_WHAT TO DO_
Below are the records. Restate word for word every line from the one that contains "of the empire" through the final line, both included.

_MATERIAL TO PROCESS_
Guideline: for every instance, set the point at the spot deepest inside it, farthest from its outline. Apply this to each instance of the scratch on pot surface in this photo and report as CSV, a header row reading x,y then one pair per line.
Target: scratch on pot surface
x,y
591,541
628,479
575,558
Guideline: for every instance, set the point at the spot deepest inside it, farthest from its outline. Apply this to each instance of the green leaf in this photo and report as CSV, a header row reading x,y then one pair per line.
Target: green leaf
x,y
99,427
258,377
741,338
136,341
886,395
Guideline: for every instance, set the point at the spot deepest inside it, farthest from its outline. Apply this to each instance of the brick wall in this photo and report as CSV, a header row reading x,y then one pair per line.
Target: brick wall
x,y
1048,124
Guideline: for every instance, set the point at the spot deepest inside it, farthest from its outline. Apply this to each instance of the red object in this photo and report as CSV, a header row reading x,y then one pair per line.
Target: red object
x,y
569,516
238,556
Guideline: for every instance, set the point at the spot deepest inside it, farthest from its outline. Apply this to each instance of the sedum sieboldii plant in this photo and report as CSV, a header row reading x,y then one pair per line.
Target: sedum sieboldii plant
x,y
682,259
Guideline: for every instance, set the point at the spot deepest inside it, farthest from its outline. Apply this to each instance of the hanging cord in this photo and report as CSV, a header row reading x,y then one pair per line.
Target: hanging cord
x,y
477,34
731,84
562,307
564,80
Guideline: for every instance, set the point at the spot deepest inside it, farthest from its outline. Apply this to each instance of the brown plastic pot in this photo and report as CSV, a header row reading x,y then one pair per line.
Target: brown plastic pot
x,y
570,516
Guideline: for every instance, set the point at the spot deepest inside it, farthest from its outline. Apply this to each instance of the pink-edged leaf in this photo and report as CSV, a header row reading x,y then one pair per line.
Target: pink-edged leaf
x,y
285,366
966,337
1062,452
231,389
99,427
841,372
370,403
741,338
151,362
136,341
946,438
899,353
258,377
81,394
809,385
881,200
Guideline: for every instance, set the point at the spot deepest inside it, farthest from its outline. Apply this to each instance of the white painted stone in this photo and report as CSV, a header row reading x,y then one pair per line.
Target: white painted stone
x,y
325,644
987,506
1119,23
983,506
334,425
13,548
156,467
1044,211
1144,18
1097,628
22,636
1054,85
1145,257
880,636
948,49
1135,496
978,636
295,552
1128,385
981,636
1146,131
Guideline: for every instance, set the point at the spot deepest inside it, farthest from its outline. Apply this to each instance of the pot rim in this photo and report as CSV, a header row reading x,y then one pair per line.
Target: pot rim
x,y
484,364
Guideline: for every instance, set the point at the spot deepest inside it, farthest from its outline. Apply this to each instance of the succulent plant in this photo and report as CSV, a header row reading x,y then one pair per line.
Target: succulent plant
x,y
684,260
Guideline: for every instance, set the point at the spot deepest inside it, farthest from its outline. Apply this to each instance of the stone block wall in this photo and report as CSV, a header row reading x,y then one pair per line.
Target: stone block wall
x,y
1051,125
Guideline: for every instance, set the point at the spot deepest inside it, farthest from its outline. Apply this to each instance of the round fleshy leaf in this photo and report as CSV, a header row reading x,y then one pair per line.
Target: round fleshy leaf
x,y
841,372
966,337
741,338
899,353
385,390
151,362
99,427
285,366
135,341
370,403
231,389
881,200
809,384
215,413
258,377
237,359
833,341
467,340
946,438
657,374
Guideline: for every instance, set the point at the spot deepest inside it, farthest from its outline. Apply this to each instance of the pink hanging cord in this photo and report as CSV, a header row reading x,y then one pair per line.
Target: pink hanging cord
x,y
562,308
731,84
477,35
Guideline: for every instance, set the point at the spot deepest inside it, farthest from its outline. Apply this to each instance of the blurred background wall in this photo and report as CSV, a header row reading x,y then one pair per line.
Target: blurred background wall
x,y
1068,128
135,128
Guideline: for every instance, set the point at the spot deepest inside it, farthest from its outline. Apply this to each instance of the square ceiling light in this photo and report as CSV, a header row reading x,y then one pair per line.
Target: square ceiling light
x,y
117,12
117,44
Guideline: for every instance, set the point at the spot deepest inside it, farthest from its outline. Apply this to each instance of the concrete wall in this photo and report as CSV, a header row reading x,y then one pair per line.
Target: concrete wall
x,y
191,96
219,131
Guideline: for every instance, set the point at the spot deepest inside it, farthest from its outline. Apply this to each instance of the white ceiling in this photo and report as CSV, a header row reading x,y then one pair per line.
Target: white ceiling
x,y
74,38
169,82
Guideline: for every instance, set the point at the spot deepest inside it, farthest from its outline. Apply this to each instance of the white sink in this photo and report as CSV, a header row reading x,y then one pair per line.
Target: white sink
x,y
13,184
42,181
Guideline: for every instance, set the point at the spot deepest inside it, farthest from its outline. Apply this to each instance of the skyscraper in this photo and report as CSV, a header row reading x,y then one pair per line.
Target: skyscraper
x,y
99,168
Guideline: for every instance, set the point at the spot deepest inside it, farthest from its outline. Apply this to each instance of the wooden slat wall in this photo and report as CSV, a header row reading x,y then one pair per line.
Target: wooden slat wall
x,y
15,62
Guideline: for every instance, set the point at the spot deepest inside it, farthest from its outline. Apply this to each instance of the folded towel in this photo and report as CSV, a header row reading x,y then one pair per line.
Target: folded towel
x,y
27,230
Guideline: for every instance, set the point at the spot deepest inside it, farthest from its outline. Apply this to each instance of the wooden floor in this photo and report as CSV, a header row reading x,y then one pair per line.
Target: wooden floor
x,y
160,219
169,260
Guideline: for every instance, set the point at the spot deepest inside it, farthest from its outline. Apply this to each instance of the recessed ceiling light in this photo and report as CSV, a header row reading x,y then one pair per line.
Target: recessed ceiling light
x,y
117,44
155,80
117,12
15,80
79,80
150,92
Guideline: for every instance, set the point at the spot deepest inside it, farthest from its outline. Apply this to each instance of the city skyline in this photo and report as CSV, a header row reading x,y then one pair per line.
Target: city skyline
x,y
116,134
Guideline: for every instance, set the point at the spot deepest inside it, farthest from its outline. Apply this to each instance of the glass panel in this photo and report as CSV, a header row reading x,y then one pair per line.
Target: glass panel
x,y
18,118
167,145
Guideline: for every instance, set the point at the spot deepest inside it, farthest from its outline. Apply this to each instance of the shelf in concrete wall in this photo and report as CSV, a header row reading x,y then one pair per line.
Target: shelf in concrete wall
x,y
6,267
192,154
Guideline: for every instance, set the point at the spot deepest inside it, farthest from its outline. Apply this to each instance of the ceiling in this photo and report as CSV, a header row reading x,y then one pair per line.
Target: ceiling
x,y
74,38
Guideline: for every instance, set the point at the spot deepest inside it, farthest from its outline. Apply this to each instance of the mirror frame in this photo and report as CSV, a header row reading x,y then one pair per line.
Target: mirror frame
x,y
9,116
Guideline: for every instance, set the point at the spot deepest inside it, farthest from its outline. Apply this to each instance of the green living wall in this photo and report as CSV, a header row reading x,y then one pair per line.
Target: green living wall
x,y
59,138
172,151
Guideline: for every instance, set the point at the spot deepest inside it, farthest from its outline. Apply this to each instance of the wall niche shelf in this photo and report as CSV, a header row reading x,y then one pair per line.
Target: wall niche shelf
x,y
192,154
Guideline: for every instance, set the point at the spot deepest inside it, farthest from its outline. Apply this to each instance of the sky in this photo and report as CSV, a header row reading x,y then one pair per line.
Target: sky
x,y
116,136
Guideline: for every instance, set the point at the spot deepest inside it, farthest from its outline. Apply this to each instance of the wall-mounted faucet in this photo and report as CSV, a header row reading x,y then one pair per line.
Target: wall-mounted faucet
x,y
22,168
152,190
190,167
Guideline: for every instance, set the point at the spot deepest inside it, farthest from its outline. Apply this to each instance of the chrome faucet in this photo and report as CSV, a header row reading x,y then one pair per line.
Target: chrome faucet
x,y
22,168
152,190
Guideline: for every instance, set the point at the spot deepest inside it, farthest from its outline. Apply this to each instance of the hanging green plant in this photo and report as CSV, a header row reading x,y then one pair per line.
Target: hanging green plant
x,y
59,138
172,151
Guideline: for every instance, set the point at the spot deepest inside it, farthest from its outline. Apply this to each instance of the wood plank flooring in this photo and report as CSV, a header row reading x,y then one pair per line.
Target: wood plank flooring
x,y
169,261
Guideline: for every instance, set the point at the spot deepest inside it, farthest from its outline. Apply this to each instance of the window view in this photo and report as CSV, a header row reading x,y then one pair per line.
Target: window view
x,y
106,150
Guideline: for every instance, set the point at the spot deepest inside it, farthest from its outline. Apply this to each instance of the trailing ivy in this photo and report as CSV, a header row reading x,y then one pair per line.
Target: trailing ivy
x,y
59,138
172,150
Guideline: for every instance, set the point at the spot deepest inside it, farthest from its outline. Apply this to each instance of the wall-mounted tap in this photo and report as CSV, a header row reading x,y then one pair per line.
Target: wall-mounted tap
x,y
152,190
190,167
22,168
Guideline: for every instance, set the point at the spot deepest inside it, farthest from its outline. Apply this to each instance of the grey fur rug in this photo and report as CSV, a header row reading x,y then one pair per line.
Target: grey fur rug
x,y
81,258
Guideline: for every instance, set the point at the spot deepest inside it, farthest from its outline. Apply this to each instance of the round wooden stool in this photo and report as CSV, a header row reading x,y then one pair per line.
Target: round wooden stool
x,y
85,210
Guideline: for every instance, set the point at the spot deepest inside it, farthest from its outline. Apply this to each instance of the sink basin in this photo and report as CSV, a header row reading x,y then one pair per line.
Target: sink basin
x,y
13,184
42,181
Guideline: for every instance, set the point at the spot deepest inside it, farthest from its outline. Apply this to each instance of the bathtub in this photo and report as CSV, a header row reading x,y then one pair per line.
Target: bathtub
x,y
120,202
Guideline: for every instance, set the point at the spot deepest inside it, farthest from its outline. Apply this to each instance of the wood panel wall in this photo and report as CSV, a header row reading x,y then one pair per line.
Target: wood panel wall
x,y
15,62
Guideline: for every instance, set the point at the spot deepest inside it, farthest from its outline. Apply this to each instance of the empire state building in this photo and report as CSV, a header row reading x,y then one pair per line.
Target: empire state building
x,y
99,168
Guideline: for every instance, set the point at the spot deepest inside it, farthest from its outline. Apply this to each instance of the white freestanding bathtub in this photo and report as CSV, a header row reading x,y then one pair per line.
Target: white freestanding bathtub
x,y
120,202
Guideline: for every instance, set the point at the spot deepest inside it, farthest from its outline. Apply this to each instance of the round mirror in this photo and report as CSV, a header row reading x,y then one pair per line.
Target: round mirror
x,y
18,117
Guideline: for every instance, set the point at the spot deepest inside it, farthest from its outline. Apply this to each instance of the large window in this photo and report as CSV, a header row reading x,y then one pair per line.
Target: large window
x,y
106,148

_ANSWER BELOW_
Guideline: for every instance, set the point at the spot deepest inside it, farthest from its outline. Apply this to each instance of the empire state building in this photo and report as CSV, a header row reading x,y then one pair per line.
Target: empire state building
x,y
99,168
Guideline: for every instance, set the point at the spot deepest inside it, farthest from its outline. Apply this to each instance of the white freestanding bathtub in this photo and report as CSV, a header row reading x,y then one pair per line.
Target: white freestanding bathtub
x,y
120,202
Guideline: for every instance, set the point at the spot deepest inside it, farthest from its outline. Apply this to each instance of the round mirror in this photo and report as CSV, a header row reading x,y then one pair per line.
Target: round mirror
x,y
18,117
Guideline: for every instance, set the point at the spot deepest inside it, farthest from its outline. Apply this to each instance of the large window in this photo and report as CSV, a header row reading x,y then one pair per line.
Target: large window
x,y
106,148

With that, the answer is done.